EXERCISE BRIEF: Return exactly the lines below, starting with the one that has "If you could point to the building" and going on through the one that has "If you could point to the blue and".

DATA UNDER STUDY:
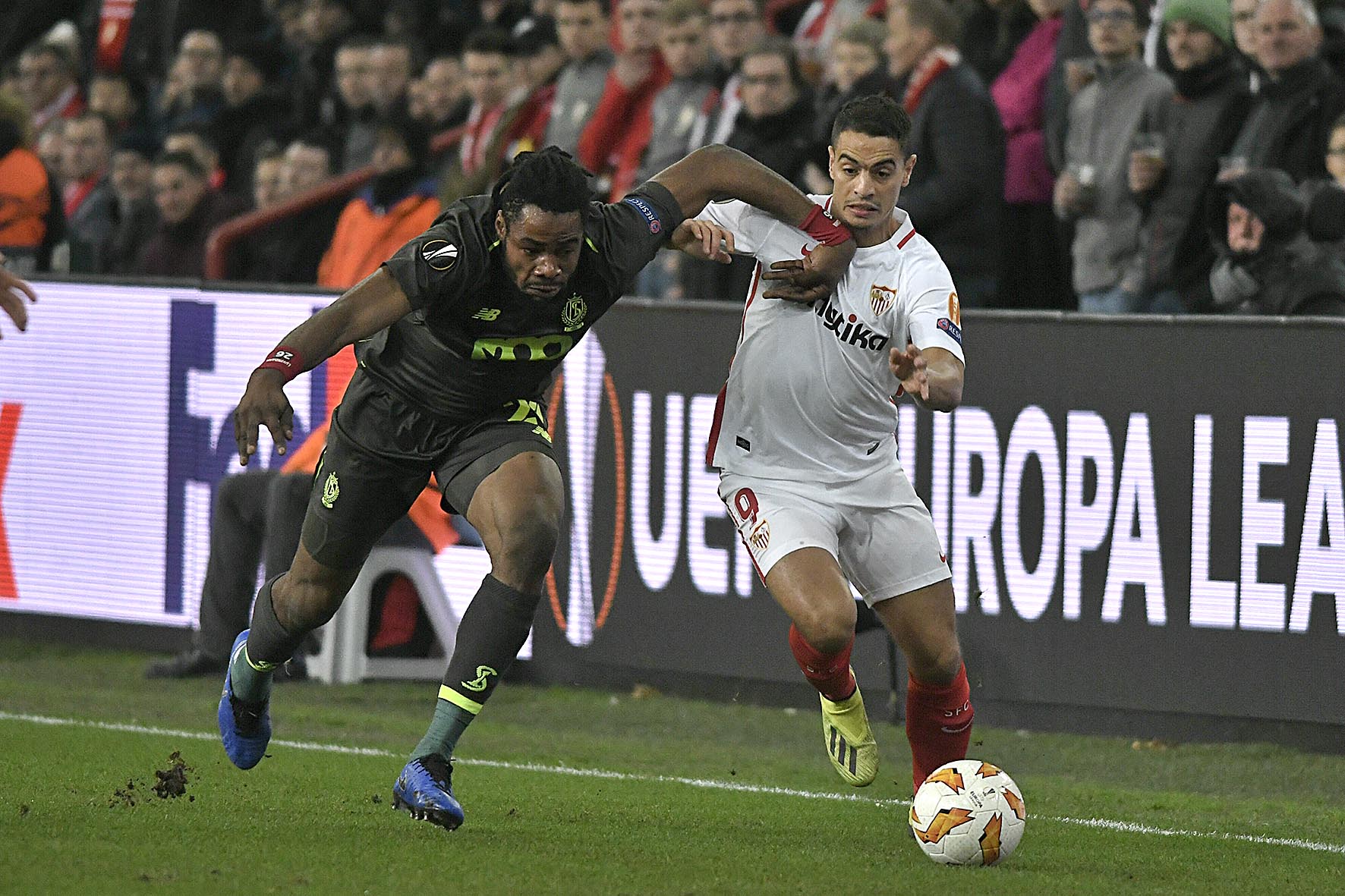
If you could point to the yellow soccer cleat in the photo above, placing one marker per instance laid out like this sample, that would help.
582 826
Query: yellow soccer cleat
850 744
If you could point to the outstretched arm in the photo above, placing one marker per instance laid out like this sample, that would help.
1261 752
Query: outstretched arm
723 172
932 377
11 300
370 306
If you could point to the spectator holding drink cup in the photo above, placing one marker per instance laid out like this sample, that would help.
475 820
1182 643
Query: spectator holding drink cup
1170 171
1126 99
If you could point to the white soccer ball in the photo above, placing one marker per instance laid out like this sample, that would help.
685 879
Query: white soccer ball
969 813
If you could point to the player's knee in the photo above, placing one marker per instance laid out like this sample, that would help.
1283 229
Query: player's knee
526 549
937 665
827 631
304 602
229 494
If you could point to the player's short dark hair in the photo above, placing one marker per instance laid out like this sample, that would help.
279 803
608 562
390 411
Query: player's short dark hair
183 160
874 116
549 179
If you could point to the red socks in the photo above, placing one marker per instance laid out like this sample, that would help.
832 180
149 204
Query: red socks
937 724
829 673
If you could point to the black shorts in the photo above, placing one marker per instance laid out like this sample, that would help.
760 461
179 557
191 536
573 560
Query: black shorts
380 454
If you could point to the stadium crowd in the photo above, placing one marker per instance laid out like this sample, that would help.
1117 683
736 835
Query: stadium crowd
1102 155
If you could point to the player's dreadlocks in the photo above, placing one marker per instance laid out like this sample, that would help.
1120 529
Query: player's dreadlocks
549 179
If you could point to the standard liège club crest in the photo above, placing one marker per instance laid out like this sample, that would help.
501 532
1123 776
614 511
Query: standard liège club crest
573 313
881 299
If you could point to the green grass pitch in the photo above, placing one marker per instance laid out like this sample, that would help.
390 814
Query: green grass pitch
572 791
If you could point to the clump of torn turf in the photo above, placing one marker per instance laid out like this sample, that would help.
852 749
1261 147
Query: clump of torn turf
170 783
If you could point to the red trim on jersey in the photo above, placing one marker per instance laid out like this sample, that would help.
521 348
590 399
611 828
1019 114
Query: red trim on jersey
754 564
719 403
756 281
714 426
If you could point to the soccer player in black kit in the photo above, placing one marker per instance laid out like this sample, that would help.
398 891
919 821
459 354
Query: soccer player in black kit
458 337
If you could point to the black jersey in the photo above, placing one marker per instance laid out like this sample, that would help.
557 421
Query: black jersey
474 341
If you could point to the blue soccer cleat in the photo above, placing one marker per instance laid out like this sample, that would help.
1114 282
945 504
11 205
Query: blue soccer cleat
244 727
425 791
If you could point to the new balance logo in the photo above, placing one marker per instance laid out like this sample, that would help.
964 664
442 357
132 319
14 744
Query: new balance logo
439 255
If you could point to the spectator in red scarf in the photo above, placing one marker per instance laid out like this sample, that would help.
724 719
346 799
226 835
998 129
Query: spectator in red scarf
615 137
956 196
89 203
47 78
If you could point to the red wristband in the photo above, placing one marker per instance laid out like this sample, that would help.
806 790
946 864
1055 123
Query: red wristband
824 229
284 360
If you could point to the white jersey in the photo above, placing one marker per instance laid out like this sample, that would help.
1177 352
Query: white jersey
808 395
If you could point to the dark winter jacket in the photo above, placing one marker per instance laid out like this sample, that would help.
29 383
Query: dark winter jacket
179 250
1290 121
780 142
1289 273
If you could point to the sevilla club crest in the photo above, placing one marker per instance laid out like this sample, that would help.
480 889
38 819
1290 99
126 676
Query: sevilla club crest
881 299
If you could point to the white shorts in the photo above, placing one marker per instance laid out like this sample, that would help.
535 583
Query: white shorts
884 551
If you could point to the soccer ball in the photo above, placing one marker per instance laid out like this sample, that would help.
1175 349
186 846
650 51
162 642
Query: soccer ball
969 813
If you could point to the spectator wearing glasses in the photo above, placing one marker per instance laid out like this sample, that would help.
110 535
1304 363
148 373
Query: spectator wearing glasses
613 140
1126 99
1243 14
736 26
194 92
855 68
495 121
397 205
256 112
1290 123
135 218
188 210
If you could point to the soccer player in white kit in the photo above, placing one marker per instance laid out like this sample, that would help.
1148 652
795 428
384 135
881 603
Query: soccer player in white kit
803 439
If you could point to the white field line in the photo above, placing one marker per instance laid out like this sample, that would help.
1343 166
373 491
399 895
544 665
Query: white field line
1106 824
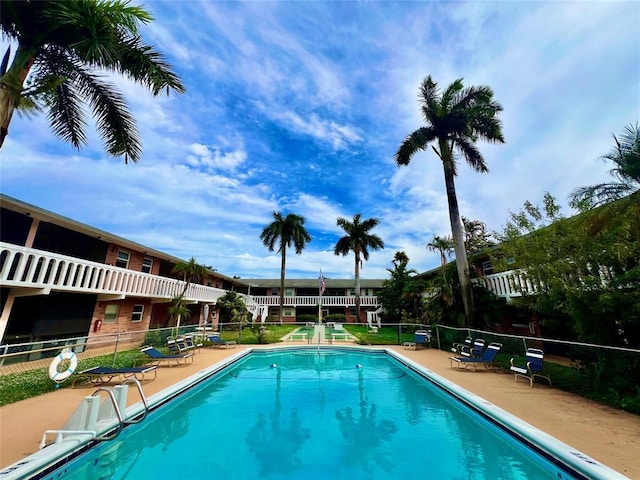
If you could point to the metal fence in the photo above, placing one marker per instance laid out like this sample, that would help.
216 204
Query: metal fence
24 357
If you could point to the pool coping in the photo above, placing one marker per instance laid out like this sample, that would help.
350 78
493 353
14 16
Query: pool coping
53 456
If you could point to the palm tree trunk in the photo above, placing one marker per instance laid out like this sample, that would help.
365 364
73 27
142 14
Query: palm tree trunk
7 101
462 264
282 270
357 274
6 112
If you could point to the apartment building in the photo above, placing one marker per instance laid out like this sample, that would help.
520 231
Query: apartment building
60 278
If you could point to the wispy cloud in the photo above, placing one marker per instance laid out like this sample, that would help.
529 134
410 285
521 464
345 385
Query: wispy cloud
300 106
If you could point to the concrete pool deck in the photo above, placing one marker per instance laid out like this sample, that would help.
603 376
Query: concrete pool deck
609 436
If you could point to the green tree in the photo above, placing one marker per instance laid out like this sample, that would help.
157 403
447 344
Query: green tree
64 49
442 245
476 237
455 119
582 271
285 232
358 240
233 309
190 272
626 158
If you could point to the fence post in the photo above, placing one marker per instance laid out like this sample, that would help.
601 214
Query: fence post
115 350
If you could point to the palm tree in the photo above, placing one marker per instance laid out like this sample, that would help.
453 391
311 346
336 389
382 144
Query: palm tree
358 240
455 119
476 237
64 49
191 272
442 245
286 232
626 157
400 258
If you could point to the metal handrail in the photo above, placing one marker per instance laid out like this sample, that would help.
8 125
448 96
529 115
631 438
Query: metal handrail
109 392
136 382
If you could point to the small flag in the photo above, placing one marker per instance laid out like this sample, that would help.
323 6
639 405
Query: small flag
323 286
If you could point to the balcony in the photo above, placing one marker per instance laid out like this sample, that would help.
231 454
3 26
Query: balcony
37 272
313 301
510 284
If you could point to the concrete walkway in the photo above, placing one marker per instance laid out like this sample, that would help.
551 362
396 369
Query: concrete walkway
610 436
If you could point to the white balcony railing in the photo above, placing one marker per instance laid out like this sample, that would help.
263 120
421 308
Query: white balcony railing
311 301
43 272
512 283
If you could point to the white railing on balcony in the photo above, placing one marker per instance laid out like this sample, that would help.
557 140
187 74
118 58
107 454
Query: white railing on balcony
45 271
513 283
311 301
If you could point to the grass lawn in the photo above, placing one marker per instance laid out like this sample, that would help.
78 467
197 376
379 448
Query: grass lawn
385 335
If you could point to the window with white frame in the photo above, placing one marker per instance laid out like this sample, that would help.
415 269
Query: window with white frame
122 260
147 265
487 268
136 314
111 313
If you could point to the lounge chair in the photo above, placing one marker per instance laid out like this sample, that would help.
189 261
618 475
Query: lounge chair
177 346
421 338
532 367
157 357
487 360
457 348
216 341
475 351
190 343
100 375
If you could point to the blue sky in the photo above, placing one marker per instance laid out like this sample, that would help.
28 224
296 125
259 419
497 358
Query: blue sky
300 106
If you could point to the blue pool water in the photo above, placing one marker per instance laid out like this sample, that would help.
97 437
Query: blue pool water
308 414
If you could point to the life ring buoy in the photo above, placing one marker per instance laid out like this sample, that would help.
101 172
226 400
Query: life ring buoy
57 376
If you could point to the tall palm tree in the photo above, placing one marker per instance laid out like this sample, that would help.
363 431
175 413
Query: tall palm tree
400 258
64 49
286 232
476 237
358 240
442 245
190 271
626 157
454 120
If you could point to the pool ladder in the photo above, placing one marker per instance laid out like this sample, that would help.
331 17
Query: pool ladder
89 414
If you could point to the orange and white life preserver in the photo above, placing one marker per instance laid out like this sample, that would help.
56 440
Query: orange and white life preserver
57 376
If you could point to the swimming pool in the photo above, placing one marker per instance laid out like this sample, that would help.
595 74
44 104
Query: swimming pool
317 413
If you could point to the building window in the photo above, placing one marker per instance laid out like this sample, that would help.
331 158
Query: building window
147 265
136 314
111 314
487 268
122 260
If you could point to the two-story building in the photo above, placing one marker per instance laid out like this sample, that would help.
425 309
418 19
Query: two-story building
60 278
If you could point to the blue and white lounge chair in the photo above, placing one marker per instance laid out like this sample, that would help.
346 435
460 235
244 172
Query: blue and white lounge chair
100 375
157 357
421 338
216 341
190 343
533 366
486 360
457 348
475 351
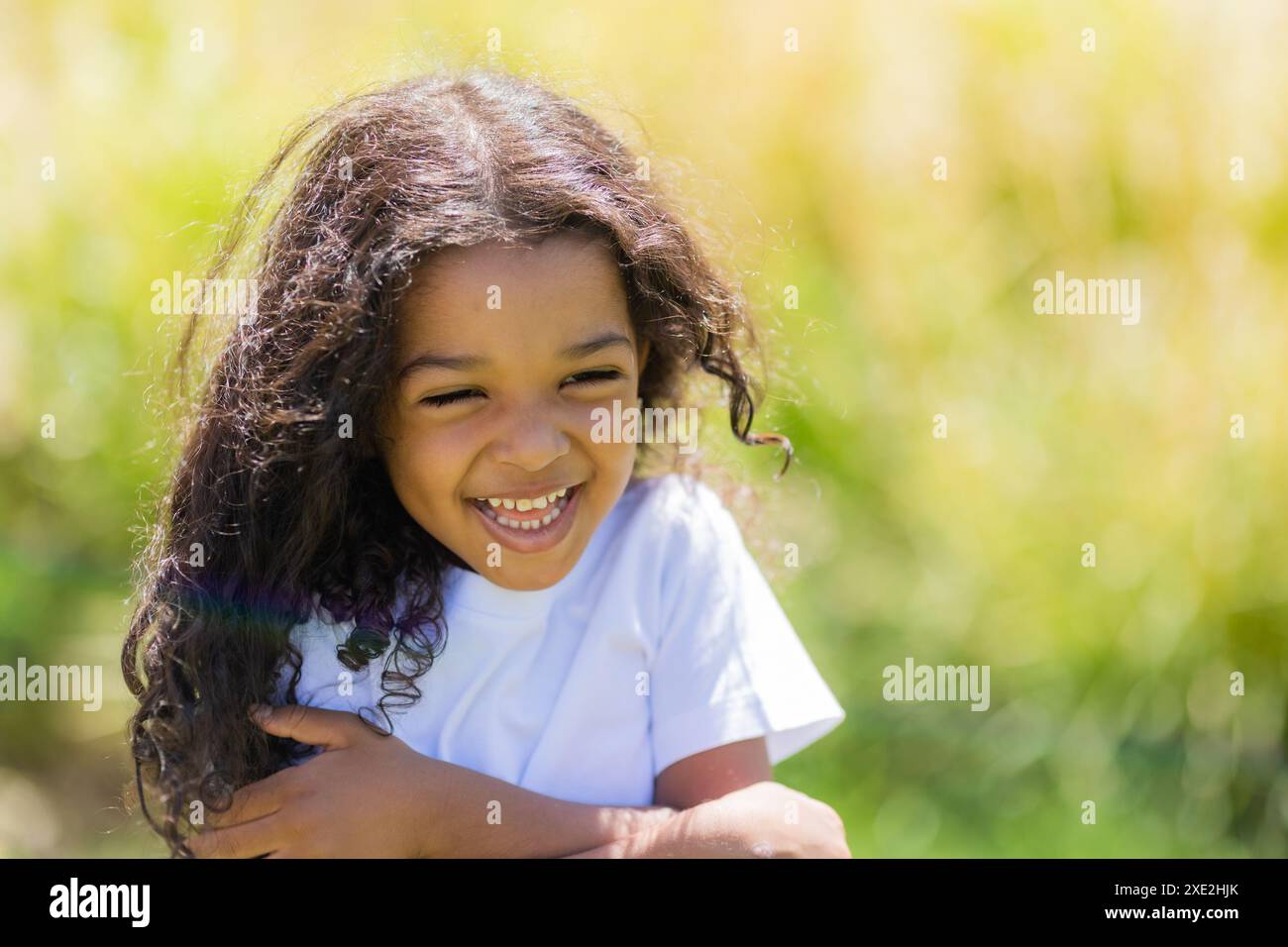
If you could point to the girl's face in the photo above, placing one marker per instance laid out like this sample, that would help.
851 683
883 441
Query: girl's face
502 354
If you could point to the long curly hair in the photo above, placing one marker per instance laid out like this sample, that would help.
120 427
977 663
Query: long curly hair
271 510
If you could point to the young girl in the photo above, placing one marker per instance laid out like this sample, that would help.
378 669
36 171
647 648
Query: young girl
397 512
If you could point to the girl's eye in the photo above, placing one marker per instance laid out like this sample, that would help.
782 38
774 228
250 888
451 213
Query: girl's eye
451 397
589 377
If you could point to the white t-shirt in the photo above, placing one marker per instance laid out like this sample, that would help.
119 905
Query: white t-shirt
664 641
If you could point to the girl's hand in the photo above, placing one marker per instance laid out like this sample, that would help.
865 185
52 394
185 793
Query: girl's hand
365 795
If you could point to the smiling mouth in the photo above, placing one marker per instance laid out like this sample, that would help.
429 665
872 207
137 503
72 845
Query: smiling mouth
532 514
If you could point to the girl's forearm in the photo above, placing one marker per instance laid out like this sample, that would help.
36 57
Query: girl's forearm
765 819
487 817
700 831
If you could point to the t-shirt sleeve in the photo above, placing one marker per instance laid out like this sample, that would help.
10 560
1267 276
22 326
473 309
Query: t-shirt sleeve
729 665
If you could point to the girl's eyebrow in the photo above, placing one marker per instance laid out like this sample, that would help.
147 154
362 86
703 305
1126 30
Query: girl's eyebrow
428 360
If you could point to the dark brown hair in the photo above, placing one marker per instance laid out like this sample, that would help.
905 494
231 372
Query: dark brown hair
269 512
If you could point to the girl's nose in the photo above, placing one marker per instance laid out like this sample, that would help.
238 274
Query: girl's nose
531 440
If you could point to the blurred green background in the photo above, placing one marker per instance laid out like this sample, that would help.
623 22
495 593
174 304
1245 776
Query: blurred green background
807 169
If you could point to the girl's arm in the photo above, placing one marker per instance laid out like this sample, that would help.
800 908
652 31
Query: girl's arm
745 823
372 795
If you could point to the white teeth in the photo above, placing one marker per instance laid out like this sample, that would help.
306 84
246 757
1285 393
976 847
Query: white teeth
539 502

SOLUTION:
If you could point to the building window in the photo above, placing one marker per instance laid out like this sample, that would help.
331 158
Query: building window
147 265
136 314
111 314
487 268
122 260
If you could point to the two-story building in the photo above, placing one marker per instance laid out like this sample, that would help.
425 309
418 19
Query: two-story building
60 278
If you could point to the blue and white lounge chair in the photo above, placing one marker per instance laid out like this sample, that would help.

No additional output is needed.